[Data for the task]
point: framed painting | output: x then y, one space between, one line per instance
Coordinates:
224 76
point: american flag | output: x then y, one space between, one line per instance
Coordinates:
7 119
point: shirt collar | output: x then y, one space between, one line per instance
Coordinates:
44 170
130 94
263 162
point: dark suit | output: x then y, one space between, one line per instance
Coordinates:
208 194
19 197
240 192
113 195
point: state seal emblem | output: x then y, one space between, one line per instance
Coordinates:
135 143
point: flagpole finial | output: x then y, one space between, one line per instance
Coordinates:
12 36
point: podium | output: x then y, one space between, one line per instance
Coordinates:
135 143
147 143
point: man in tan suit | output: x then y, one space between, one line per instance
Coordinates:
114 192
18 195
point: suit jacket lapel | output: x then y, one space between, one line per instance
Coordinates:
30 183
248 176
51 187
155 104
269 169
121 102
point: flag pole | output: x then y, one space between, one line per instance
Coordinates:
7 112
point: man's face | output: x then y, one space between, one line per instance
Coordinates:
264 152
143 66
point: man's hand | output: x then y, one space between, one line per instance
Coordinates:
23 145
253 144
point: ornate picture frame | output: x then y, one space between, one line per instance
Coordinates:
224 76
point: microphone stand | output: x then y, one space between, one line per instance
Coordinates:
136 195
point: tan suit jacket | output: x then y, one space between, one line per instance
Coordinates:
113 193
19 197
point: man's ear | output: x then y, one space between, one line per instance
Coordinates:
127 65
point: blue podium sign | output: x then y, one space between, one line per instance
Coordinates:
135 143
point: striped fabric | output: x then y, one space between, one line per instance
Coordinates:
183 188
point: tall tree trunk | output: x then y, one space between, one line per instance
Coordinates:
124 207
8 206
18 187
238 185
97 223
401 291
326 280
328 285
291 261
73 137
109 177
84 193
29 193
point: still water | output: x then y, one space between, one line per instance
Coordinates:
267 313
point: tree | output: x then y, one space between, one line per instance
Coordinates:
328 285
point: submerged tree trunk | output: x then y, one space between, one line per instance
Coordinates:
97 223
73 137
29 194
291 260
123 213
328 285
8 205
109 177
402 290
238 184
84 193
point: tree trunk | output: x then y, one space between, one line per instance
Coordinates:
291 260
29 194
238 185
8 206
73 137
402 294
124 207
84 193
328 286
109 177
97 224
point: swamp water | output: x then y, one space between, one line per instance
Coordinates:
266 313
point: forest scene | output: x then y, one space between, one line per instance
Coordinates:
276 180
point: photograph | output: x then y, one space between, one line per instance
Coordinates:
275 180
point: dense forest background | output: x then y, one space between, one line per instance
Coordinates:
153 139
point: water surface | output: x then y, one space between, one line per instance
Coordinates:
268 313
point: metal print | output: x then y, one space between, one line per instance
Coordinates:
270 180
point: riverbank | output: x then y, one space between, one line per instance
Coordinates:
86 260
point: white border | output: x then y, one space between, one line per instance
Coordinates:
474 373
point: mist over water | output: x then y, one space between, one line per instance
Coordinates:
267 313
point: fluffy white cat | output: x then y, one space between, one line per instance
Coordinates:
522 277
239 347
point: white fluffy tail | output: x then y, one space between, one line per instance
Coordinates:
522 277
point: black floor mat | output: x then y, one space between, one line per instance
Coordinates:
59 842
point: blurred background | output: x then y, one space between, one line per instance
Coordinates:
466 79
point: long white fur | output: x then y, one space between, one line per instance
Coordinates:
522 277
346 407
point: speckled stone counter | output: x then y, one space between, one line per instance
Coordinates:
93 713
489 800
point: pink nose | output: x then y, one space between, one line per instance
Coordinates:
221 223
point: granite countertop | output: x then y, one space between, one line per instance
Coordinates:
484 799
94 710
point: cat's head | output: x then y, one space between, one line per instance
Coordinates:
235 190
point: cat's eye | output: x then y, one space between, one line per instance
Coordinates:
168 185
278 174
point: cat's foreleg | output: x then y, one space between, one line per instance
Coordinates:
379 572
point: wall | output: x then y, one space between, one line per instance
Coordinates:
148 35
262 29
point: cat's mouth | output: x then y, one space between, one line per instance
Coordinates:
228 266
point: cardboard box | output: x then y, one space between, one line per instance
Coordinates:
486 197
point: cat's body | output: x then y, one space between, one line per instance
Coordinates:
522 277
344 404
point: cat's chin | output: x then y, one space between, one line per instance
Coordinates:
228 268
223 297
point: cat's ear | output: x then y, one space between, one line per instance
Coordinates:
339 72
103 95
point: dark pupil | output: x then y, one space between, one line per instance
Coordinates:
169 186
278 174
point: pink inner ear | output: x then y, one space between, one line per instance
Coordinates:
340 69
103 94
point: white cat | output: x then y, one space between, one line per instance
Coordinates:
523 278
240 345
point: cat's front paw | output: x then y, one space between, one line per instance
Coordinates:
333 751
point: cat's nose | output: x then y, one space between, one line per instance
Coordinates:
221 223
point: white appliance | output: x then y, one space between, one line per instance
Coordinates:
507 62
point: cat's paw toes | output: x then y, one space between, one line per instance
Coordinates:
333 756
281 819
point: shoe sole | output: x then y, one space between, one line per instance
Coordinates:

[Written request] Write out the whole listing again, exactly as it stands.

[Reply]
point: framed painting | output: x then y, one space between, one line per instance
Coordinates:
224 76
point: american flag | output: x then y, one space between, one line per instance
Coordinates:
7 119
point: shirt collar | output: x then y, one space between, one line per instance
Coordinates:
44 170
130 94
263 162
point: dark suit | output: x then y, one space between, one line per instance
Coordinates:
208 194
19 197
240 192
113 195
point: state seal emblem | output: x then y, one space between, one line per instance
Coordinates:
135 143
point: flagpole finial | output: x then y, one space between, one line per instance
Coordinates:
12 36
point: podium | output: x then y, one space between, one line per instance
Coordinates:
135 143
147 143
point: man in tan suit | output: x then y, one space between, one line per instance
Coordinates:
114 192
18 195
point: suit jacket lapel | output: x then y, one space between, one line per instance
Coordinates:
30 183
248 176
51 187
155 104
269 169
121 102
point: flag pole | output: x then y, one space between, one line per instance
Coordinates:
7 112
point: man's face | output: x then y, one space between, one line per instance
Coordinates:
264 152
143 66
point: man's hand | output: x then y, one space between, one line per instance
Coordinates:
23 145
253 144
point: ornate picture frame | output: x then y, one space between, one line per instance
Coordinates:
224 76
point: microphone stand | output: x then y, one space between, one line per instance
Coordinates:
136 195
point: tan suit jacket | output: x then y, one space between, one line per instance
Coordinates:
113 193
19 197
point: man's ear | output: x then y, one space between, one line per instance
Coordinates:
127 65
point: blue podium sign | output: x then y, one space between, one line per instance
Coordinates:
135 143
point: striped fabric | output: x then y, one space between, one line per instance
Coordinates:
183 188
point: tall tree trunk | output: x then y, one space between, one line per instance
Coordinates:
124 207
8 206
18 187
238 185
97 223
401 291
326 280
328 285
291 261
73 137
109 177
84 193
29 193
point: still water | output: x then y, one space between, one line per instance
Coordinates:
267 313
point: tree | output: x then y, one space between, one line per instance
Coordinates:
328 285
point: submerged tree trunk | output: x then y, one space between, one line per instance
Coordinates:
97 223
73 137
29 194
291 260
123 213
328 285
8 205
109 177
402 290
238 184
84 193
point: tree trunk | output: x then y, one space between, one line per instance
Coordinates:
291 260
29 194
238 185
8 206
73 137
402 294
124 207
84 193
328 286
109 177
97 224
point: swamp water | output: x then y, one space between, one line per instance
Coordinates:
266 313
point: forest scene | output: x then y, one space between, one line per instance
Coordinates:
276 180
point: photograph | output: x then y, one space between, one line per instance
Coordinates:
275 180
point: dense forest background | output: x then y, one space between, one line per instance
Coordinates:
153 139
point: water surface | output: x then y, one space between, one line per instance
Coordinates:
268 313
point: metal print | output: x then y, one space between, one line per instance
Coordinates:
270 180
point: riverbank | output: x then y, one space between, one line per instance
Coordinates:
86 260
point: white border | output: x then y, one space between, one line per instance
Coordinates:
474 373
point: mist over water | output: x then y, one space between, one line per instance
Coordinates:
267 313
point: fluffy white cat | output: x then y, one space between, one line per instance
Coordinates:
522 277
239 347
point: white fluffy tail | output: x then y, one space between, one line per instance
Coordinates:
522 277
point: black floor mat | output: x then y, one space between, one line per instance
Coordinates:
59 842
point: blurred background | output: x then y, one space between, one line per instance
Coordinates:
466 79
point: long white fur | output: x then y, one space between, one line per instance
Coordinates:
522 277
346 407
point: speckled stone counter | output: x then y, one space between, one line per instance
Coordinates:
93 713
489 800
point: pink nose | output: x then y, one space between, one line per instance
Coordinates:
221 223
point: granite countertop | output: x then y, one space between, one line per instance
Coordinates:
484 799
94 710
point: cat's head | output: x then y, one space between, one line per instance
Coordinates:
235 190
point: cat's eye | output: x then y, one space between, one line per instance
Coordinates:
168 185
278 174
point: cat's foreleg | output: x then y, one space between, one line per instance
Coordinates:
379 572
point: wall | output: x then y, one space between, one line per instance
Coordinates:
148 35
262 29
point: cat's mouth | output: x then y, one space between, one line per instance
Coordinates:
228 266
point: cardboard box | output: x then y, one space between, one line per instance
Coordinates:
486 197
point: cat's body | output: x then y, one space between, one line per instance
Coordinates:
522 277
344 404
point: cat's chin | output: x then y, one space between, one line per instance
Coordinates:
228 268
223 297
point: cat's ear | output: x then y, one space between, one line per instance
Coordinates:
339 72
103 95
point: dark pupil | output: x then y, one space between, one line per instance
Coordinates:
169 186
278 174
point: pink inner ear | output: x then y, one space between, one line per instance
Coordinates:
340 69
103 94
point: white cat | output: x then y, one space between, one line per instance
Coordinates:
523 278
240 345
point: cat's front paw | output: x then y, one space between, one line per instance
Coordinates:
333 751
point: cat's nose | output: x then y, one space between, one line per instance
Coordinates:
221 223
point: white appliance | output: x then y, one space between, one line per instance
Coordinates:
507 62
point: cat's paw toes | output: x then y, one space between, one line per instance
Coordinates:
333 756
281 819
point: shoe sole | output: x then y, one space between, one line per instance
Coordinates:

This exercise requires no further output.